--- begin ---

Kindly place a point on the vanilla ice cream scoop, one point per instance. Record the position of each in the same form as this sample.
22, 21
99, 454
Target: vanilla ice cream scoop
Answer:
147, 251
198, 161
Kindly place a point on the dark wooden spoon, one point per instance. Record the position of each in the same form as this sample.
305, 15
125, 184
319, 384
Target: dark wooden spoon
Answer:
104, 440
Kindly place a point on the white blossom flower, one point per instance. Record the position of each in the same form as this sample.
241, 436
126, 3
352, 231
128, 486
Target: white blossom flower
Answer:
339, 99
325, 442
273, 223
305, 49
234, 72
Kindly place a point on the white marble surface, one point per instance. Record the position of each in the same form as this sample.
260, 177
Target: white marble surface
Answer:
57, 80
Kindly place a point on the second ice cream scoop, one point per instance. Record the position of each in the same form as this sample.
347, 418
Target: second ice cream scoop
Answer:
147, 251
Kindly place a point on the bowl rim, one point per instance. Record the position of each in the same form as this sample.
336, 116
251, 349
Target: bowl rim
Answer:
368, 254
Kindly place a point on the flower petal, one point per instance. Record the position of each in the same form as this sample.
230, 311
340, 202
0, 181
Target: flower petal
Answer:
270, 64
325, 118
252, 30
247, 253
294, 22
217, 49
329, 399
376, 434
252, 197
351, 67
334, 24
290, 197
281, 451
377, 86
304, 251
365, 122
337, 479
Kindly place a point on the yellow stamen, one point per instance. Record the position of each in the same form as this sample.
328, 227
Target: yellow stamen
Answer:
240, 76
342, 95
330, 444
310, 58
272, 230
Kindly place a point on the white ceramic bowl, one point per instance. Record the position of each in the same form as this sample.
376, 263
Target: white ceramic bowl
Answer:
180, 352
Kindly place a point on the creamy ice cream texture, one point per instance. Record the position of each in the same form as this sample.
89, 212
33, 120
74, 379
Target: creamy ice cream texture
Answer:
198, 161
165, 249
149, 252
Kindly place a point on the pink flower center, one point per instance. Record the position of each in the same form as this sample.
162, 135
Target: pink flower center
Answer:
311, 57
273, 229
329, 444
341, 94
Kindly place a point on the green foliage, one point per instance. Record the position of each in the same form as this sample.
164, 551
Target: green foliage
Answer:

--- end ---

§ WORK INSTRUCTIONS: Reproduce all of the material above word for word.

§ PROBLEM SOLUTION:
Kindly place a point on the vanilla ice cream scoop, one point per instance. Record the position of each in the same form as this sample.
22, 21
99, 454
Target: vanilla ice cream scoop
Answer:
147, 251
198, 161
Kindly place a point on the dark wooden spoon, one point per instance. Record the position of each in the same form as this sample.
305, 15
125, 184
319, 384
Target: dark wooden spoon
Answer:
104, 440
Kindly place a point on the white blossom flower, one point per instance. Record the position of each in the same form as this sample.
241, 436
126, 3
352, 231
128, 486
Target: white blossom flower
Answer:
339, 99
325, 442
273, 223
305, 49
234, 72
Kindly place a point on the white marble surface, one point per instance. Record the position of each in the same form as this sample.
260, 177
Target: white marble surface
Answer:
57, 80
Kindly place a point on the second ice cream scoop, one point per instance. Record the position of each in the same form as this sample.
347, 418
Target: second ice cream scoop
Answer:
147, 251
Kindly place a point on the bowl rim, one point per instance. Record the position of each in the same form as this sample.
336, 116
251, 349
Target: bowl rim
Answer:
368, 254
Kindly place a point on the flower petal, one point per instance. Record the position of each in the same form as this sample.
230, 311
340, 202
0, 181
Target: flower petal
Answer:
270, 64
325, 118
252, 30
247, 253
294, 22
217, 49
329, 399
376, 434
252, 197
351, 67
334, 24
290, 197
281, 451
377, 86
304, 251
365, 122
337, 479
Kindly place a point on the yellow stamen, one point per instance. Record the position of each in the same form as this sample.
328, 227
Target: yellow stamen
Answer:
240, 76
342, 95
330, 444
310, 58
272, 230
Kindly place a point on the white ceramic bowl, one point per instance. Record the position of each in the same form as this sample.
376, 263
Target: white ceramic bowl
Answer:
180, 352
Kindly place a point on the creamy ice cream texture, one point per instance. Record the position of each in the same form as this sample.
89, 212
33, 120
74, 379
Target: creamy ice cream texture
Answer:
198, 161
165, 249
149, 252
Kindly place a point on the pink flower center, one point per instance. Record the position of each in the same form as this sample.
162, 135
Target: pink flower center
Answer:
311, 57
273, 229
329, 444
341, 94
Kindly place a point on the green foliage, one point per instance. Record the position of each in the same form as this sample.
164, 551
Target: green foliage
Answer:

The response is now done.